▸ **Working data**:
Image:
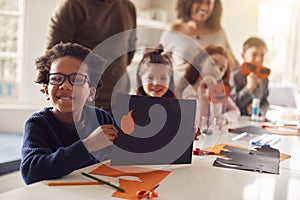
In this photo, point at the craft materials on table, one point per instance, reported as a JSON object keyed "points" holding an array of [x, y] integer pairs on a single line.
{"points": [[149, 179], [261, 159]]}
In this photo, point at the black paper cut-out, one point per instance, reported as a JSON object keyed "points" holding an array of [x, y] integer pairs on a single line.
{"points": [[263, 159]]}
--
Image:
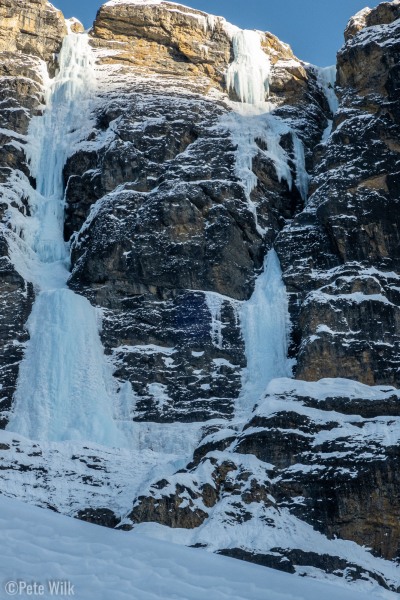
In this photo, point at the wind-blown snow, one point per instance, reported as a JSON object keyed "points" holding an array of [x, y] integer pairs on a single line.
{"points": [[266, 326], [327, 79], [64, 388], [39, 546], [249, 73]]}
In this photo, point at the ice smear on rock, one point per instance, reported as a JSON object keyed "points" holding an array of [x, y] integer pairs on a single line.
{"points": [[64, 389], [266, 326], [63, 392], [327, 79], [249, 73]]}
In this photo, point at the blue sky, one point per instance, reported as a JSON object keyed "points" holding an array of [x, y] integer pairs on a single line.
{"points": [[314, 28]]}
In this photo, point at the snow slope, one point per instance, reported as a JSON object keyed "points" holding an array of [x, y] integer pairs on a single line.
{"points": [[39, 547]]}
...
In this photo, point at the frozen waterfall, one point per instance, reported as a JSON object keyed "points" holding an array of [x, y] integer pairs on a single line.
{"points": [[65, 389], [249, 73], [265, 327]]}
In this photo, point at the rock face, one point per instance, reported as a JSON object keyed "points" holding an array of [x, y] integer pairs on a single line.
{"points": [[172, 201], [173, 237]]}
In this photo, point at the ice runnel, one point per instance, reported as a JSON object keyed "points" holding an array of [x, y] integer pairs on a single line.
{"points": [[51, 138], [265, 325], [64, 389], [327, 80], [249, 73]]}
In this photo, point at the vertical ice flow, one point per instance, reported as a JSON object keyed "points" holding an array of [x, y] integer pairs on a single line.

▸ **What to do**: Which lines run from the one holding "In this photo, point at the ice runnel, one" through the one holding "In this photo, point at the vertical" in the records above? Repeat them exactly, both included, and nothing more.

▸ **Answer box**:
In this photo, point at the ice runnel, one point per instance, reported as a JSON object keyed "points" holding an array of [x, y] integer pairs on a single line.
{"points": [[51, 138], [265, 325], [64, 389], [327, 80], [249, 73]]}
In this photo, point at the vertical ice flow, one point per instance, reported as a JSON object keyed "points" holding an array of [x, y] integer pairs on a single line.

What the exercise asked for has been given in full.